National Liberal Party (Germany)

From Wikipedia, the free encyclopedia
Jump to: navigation, search
National Liberal Party (Germany)
Nationalliberale Partei
Founded 1867 (1867)
Dissolved 1918 (1918)
Merger of German Progress Party, German National Association
Succeeded by German People's Party
Ideology Liberalism (Germany)
National liberalism
Political position Centre-left
International affiliation None
Politics of Germany
Political parties
Leading politicians of the National Liberal Party: Wilhelm Wehrenpfennig, Eduard Lasker, Heinrich von Treitschke, Johannes von Miquel; Bottom row (L-R): Franz von Roggenbach, Karl Braun, Rudolf Gneist, Ludwig Bamberger (woodcut c. 1878).

The National Liberal Party (German: Nationalliberale Partei) was a liberal political party of the German Empire, which flourished between 1867 and 1918.

A first national liberal parliamentary group was formed on 17 November 1866 by several right-wing deputies of the German Progress Party in the Prussian Landtag around Eduard Lasker and Hans Victor von Unruh. They put aside their differences with Minister President Otto von Bismarck over domestic policy due to their support for his highly successful foreign policy, which resulted in the unification of Germany as a constitutional monarchy. The National Liberal Party was founded in 1867, it advocated the interests of the Grand Burghers (German Großbürger) and business magnates. Its first chairman was Rudolf von Bennigsen. In the 1871 election the party reached 30.1% of the votes, becoming the strongest group in the Reichstag parliament with 119 seats.

The National Liberals' period of great dominance was between 1871 and 1879, when they were Bismarck's chief allies in the Reichstag, and were avid supporters of the Kulturkampf measures. The stabilization of the new state was in a large degree only feasible because of National Liberal party support and guidance of Bismarck´s domestic policies, especially in regards to national economics and the legal foundations of the second German empire. Weights and measurements were standardized, a common German market and a national bank, the Reichsbank, created and the numerous regional currencies replaced with the Reichsmark. The liberal economic policies, although temporarily unpopular in the recession of the 1870s, laid the groundworks for the economic boom the German nation experienced at the end of the end of the 19th and the beginning of the 20th century.

### WRITTEN REQUEST 1
Name every politician identified in the woodcut caption of the National Liberal Party article.

[Entries on locating named things]
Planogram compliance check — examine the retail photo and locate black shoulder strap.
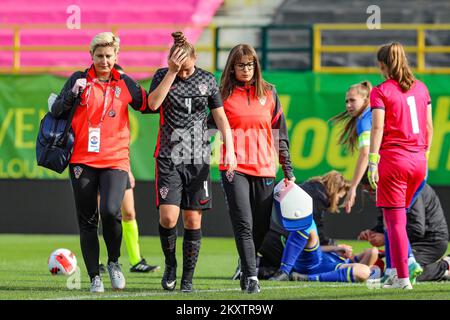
[59,71,87,145]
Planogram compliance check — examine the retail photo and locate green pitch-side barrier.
[0,72,450,185]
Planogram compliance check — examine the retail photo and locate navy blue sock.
[384,230,391,269]
[308,267,356,282]
[280,230,309,274]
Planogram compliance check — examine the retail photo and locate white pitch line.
[45,283,355,300]
[45,281,449,300]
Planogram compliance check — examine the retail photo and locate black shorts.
[155,158,212,210]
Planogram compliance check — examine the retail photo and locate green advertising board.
[0,72,450,185]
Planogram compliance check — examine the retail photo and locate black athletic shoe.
[239,272,247,291]
[161,264,177,291]
[231,259,241,280]
[247,279,261,294]
[180,279,193,293]
[269,270,289,281]
[130,259,161,272]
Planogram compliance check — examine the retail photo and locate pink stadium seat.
[0,0,223,78]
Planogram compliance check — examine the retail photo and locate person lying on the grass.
[269,221,378,282]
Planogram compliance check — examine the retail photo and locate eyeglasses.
[236,61,256,71]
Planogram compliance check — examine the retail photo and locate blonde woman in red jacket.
[219,44,295,293]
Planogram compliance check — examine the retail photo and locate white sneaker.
[91,276,105,293]
[107,261,125,290]
[383,275,413,290]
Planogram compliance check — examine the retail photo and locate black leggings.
[411,240,448,281]
[69,164,128,279]
[221,171,275,277]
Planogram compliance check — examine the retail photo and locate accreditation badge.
[88,127,100,152]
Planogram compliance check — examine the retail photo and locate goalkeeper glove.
[367,153,380,190]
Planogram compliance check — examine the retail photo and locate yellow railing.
[313,23,450,74]
[0,23,217,74]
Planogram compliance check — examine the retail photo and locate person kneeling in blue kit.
[269,221,378,282]
[269,172,378,282]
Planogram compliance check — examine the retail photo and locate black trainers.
[180,279,193,293]
[246,279,261,294]
[130,259,161,272]
[239,272,247,291]
[269,270,289,281]
[231,259,241,280]
[161,264,177,291]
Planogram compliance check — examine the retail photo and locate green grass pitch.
[0,235,450,300]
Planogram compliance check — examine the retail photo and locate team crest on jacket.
[73,166,83,179]
[116,87,122,98]
[259,97,267,106]
[198,83,208,95]
[159,187,169,199]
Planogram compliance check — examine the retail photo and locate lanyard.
[86,79,116,128]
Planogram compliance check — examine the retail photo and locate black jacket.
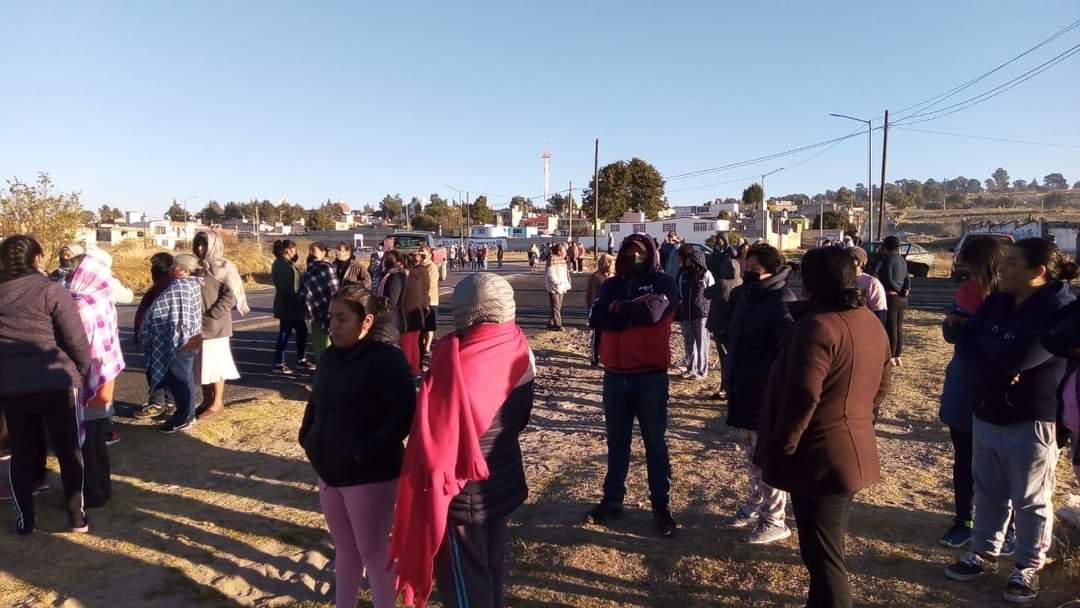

### WRITTEN REQUEST 2
Report each line of the entries that contains the string "pitch", copied in full.

### FULL RESPONSE 1
Wilhelm Wehrenpfennig, Eduard Lasker, Heinrich von Treitschke, Johannes von Miquel, Franz von Roggenbach, Karl Braun, Rudolf Gneist, Ludwig Bamberger

### FULL RESPONSE 2
Planogram compliance check — examine the retail photo and locate green pitch-side barrier.
Planogram compliance check — examine the retail photo and locate white pitch line.
Planogram compliance check — examine the retail photo and locate green grass pitch.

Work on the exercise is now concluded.